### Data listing
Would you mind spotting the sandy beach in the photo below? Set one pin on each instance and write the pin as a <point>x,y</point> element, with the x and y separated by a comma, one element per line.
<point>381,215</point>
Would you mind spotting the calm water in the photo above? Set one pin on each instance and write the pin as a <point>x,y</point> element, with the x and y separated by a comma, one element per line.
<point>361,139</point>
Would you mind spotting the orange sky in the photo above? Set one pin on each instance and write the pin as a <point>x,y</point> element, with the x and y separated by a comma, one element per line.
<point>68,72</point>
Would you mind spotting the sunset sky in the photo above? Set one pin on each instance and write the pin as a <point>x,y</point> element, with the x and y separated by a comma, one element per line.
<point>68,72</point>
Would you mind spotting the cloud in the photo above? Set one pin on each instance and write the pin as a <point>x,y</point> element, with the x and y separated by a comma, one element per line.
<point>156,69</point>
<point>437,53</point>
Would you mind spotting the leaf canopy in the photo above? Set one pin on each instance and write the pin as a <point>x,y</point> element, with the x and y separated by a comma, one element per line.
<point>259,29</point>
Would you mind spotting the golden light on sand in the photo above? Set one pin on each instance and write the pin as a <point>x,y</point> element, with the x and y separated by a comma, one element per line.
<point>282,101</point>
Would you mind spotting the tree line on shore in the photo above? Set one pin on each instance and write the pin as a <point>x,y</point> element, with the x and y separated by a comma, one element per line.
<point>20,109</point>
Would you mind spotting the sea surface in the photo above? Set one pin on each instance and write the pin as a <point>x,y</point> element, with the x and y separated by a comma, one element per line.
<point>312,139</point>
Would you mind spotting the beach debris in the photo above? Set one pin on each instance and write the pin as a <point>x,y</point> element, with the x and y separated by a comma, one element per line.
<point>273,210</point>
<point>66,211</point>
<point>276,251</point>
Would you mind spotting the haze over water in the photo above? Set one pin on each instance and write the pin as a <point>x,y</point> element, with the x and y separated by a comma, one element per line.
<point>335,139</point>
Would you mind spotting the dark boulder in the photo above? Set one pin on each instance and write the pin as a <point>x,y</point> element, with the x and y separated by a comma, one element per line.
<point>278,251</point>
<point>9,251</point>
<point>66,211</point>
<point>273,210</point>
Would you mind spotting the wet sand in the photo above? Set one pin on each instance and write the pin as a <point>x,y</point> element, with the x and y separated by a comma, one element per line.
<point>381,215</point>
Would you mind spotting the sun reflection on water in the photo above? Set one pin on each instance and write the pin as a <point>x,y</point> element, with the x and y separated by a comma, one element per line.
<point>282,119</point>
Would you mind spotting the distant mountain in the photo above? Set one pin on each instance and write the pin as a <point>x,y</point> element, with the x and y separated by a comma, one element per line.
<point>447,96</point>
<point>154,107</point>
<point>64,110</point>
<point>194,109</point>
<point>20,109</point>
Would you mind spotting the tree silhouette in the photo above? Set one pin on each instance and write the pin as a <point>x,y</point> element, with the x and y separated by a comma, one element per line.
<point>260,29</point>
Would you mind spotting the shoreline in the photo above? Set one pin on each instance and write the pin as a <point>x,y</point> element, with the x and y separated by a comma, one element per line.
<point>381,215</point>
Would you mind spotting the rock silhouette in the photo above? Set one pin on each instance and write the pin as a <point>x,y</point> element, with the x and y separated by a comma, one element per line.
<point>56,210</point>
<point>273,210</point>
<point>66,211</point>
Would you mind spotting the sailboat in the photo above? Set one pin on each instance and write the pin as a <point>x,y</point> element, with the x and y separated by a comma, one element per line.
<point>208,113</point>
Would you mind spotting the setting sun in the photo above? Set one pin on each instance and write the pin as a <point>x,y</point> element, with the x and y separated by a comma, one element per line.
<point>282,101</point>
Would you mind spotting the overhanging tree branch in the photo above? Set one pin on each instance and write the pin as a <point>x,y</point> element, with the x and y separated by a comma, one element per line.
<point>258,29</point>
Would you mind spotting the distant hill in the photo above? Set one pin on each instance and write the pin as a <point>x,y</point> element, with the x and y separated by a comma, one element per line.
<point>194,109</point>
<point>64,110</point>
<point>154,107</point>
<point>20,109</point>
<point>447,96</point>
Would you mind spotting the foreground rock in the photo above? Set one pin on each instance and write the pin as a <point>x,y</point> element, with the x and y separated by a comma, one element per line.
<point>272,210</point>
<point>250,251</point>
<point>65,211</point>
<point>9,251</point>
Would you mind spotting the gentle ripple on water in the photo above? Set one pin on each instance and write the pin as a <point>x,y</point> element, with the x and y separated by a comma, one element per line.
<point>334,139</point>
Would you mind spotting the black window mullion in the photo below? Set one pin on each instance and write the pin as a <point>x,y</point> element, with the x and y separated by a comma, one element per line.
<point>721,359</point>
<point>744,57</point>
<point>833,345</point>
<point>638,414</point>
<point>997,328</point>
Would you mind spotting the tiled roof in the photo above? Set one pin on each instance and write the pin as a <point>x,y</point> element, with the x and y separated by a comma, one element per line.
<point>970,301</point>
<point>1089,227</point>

### Goal
Rewrite every line of the items starting at the line containing "Would you mind spotting the distant hill" and ending at the line containing "<point>334,139</point>". Shift each x and y coordinate in the answer points up by 71, and leave all other text unchanged.

### Exercise output
Would you mind spotting the distant hill in the photo above? Set one pin on each instance and write the pin as a <point>x,y</point> element, with the x and y separated by a comma, one element per line.
<point>265,180</point>
<point>135,181</point>
<point>225,178</point>
<point>91,180</point>
<point>518,167</point>
Would you mind spotting the foreground rock in the photo above? Set one pin on each instance and write the pin as a <point>x,y</point> element, with the x and y separated by a comma, one element per line.
<point>343,281</point>
<point>321,322</point>
<point>136,282</point>
<point>80,322</point>
Would you mind spotting the gentle ripple on water in the photo above? Set one pin on each instance and write the pin as a <point>x,y</point> element, with the x and y separated by a comma, one element per line.
<point>405,210</point>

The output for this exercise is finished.